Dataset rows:
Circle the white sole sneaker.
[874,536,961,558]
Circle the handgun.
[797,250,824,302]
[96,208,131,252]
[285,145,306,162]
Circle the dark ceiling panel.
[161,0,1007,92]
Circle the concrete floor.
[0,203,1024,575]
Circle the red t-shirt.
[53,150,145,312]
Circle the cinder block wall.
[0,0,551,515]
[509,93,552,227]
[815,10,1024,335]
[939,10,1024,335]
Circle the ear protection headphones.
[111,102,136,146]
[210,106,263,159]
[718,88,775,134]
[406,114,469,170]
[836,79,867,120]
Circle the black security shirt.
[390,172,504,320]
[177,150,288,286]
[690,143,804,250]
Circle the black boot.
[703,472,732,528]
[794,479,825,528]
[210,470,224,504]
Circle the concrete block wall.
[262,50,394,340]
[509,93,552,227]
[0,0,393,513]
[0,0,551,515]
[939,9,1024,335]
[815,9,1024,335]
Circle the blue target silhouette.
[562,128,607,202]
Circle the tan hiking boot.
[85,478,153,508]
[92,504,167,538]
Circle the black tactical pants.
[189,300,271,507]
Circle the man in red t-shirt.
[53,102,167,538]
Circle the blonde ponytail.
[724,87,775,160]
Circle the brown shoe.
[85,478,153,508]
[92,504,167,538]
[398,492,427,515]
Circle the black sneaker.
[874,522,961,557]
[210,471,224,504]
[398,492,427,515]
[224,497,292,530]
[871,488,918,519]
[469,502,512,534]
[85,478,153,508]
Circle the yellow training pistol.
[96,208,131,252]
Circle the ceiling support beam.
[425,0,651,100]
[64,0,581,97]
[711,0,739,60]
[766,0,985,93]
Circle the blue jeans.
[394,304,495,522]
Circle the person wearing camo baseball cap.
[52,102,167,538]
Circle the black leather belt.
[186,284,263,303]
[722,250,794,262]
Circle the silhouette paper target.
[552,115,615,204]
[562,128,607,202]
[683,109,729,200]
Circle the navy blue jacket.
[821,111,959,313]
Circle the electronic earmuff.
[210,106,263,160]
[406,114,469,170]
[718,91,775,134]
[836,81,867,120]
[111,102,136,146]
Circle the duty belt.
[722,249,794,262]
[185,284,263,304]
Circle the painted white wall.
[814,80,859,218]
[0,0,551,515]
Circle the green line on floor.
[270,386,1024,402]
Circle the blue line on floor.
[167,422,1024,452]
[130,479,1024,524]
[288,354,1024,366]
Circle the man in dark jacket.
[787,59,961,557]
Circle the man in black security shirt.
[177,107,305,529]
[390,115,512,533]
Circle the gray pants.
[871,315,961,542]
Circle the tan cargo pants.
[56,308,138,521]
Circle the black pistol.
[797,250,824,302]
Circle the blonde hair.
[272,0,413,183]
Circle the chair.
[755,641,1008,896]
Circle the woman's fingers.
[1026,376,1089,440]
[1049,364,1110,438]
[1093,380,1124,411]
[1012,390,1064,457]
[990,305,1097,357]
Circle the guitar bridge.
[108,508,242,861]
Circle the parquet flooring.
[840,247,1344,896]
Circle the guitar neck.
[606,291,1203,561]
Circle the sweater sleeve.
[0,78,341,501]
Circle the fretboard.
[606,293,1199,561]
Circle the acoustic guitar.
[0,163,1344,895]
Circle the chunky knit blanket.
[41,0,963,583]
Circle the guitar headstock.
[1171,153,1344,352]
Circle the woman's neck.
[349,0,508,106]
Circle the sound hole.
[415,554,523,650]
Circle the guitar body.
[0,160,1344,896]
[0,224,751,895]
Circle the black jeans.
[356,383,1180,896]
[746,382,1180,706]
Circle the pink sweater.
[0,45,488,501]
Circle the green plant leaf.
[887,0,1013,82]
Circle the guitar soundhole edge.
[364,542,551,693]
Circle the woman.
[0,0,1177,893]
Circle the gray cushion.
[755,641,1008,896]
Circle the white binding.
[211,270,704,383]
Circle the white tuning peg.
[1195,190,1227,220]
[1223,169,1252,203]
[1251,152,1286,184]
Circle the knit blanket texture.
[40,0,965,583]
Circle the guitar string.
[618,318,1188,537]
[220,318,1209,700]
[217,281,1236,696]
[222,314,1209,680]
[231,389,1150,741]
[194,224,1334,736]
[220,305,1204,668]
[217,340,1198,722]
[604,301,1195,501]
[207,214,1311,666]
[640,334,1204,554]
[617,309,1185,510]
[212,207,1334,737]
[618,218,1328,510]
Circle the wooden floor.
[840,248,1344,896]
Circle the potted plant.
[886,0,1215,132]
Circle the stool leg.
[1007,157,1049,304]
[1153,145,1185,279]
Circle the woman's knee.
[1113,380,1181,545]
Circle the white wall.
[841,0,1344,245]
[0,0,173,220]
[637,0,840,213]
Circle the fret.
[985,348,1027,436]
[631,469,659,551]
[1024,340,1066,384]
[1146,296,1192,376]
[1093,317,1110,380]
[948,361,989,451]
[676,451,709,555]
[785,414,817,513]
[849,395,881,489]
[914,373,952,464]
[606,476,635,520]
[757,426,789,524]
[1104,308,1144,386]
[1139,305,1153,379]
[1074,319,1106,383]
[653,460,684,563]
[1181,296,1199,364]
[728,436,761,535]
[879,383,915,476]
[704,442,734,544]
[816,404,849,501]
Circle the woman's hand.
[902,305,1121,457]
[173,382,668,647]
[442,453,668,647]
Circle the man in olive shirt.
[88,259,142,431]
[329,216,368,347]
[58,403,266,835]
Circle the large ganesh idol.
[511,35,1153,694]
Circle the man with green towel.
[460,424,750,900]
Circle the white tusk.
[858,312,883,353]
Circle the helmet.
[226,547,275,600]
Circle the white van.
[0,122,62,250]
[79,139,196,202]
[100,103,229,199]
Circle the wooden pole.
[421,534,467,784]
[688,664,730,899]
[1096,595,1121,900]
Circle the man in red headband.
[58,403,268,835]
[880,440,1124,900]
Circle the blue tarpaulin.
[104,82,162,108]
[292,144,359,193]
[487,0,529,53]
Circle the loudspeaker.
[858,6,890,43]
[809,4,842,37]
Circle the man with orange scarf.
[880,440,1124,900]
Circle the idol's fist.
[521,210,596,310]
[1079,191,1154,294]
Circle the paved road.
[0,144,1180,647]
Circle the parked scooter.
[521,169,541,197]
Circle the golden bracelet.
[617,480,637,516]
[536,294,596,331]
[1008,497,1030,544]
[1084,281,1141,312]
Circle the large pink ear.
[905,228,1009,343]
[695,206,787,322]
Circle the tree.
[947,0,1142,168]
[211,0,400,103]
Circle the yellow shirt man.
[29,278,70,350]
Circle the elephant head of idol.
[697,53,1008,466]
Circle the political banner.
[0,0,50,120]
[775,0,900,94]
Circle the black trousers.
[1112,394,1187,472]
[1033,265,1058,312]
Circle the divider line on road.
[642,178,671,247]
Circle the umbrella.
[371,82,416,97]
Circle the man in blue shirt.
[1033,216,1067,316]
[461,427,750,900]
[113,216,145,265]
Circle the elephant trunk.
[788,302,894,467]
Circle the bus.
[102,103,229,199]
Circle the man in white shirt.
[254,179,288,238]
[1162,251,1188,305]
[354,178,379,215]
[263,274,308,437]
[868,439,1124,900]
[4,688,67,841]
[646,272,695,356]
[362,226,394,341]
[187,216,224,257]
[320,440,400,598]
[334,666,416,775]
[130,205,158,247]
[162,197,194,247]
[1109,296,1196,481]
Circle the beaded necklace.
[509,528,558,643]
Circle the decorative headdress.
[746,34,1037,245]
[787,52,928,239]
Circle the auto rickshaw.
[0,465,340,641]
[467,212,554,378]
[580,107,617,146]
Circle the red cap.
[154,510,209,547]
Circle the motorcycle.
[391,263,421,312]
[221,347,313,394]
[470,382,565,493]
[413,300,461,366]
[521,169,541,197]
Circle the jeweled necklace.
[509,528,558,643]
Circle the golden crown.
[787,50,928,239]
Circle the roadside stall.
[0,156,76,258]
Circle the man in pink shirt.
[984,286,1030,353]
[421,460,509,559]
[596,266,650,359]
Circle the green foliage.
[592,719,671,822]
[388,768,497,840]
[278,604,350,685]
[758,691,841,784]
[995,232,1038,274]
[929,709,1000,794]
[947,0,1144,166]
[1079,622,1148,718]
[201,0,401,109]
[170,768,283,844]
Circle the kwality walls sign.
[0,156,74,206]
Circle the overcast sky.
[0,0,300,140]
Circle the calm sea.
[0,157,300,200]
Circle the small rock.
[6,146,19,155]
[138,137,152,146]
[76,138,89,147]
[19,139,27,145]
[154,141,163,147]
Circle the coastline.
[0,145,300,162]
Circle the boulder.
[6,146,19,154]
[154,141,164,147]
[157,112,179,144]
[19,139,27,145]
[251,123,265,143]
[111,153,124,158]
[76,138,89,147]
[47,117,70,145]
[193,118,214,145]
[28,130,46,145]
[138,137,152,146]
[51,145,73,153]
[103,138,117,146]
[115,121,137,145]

*Set task*
Rewrite the rows starting at the line containing "Circle the man in olive shirt." and ending at the line containing "[787,50,928,239]". Keep every text line unchanged, and multiply each bounding-box coordinate by 1.45, rounding to the nearest whole number with halves rounded up.

*The completed task*
Circle the man in olive shirt.
[128,376,206,625]
[477,313,534,503]
[84,584,386,1211]
Circle the large ganesh idol.
[741,51,1672,1006]
Circle the man with green towel.
[667,615,1088,1305]
Circle the white tusk.
[1244,452,1280,512]
Circle the helmet.
[328,793,399,870]
Circle the white van.
[0,177,90,363]
[115,202,284,293]
[145,149,332,289]
Circle the wooden pole.
[610,774,677,1137]
[998,963,1059,1304]
[1589,863,1625,1305]
Circle the man in red headband.
[84,584,389,1211]
[1276,638,1630,1305]
Circle the blue tarpaulin.
[151,119,235,157]
[423,209,521,280]
[706,0,767,77]
Circle the loudspeaker.
[1244,9,1291,62]
[1173,6,1221,54]
Circle the man with orange scarf.
[1276,638,1630,1305]
Circle the idol's fist.
[755,305,864,450]
[1565,277,1673,426]
Circle the paved road.
[0,209,1711,938]
Circle the parked scooter.
[755,245,784,286]
Circle the golden bracelet.
[895,696,924,748]
[777,426,864,480]
[1462,721,1494,789]
[1572,407,1654,452]
Circle the large pink ear.
[1312,331,1463,497]
[1008,299,1141,467]
Circle the tree.
[1373,0,1656,244]
[306,0,580,149]
Circle the yellow shirt man.
[42,403,102,508]
Circle the elephant head of idol.
[1011,77,1462,676]
Circle the political banner.
[0,0,73,174]
[1124,0,1305,136]
Circle the black trousers.
[1612,571,1721,684]
[1498,384,1534,452]
Circle the divider line on road.
[931,258,973,358]
Circle the umbrella.
[538,119,603,141]
Circle the man in blue shirt.
[1498,313,1547,458]
[668,619,1088,1305]
[164,313,210,384]
Circle the elephant trunk.
[1143,438,1296,677]
Circle the bus.
[148,149,332,289]
Circle the man in white shirt.
[368,260,418,345]
[1685,364,1723,442]
[513,258,550,312]
[381,397,447,634]
[1259,637,1630,1305]
[6,998,97,1219]
[937,394,1008,516]
[525,328,571,494]
[271,313,325,373]
[464,638,580,867]
[484,966,603,1124]
[189,297,229,358]
[235,286,281,358]
[1608,429,1734,697]
Circle the beaded necklace.
[738,766,809,932]
Circle the decorative headdress.
[1082,49,1504,355]
[1141,75,1346,347]
Circle the auto rickshaw.
[0,674,493,929]
[677,307,803,548]
[841,155,895,212]
Circle the red cap.
[223,740,303,793]
Circle the motorcycle.
[567,381,610,452]
[320,503,454,571]
[682,554,819,715]
[599,435,668,531]
[755,245,784,286]
Circle the jeweled necklace.
[738,766,809,932]
Circle the golden crown.
[1141,73,1346,347]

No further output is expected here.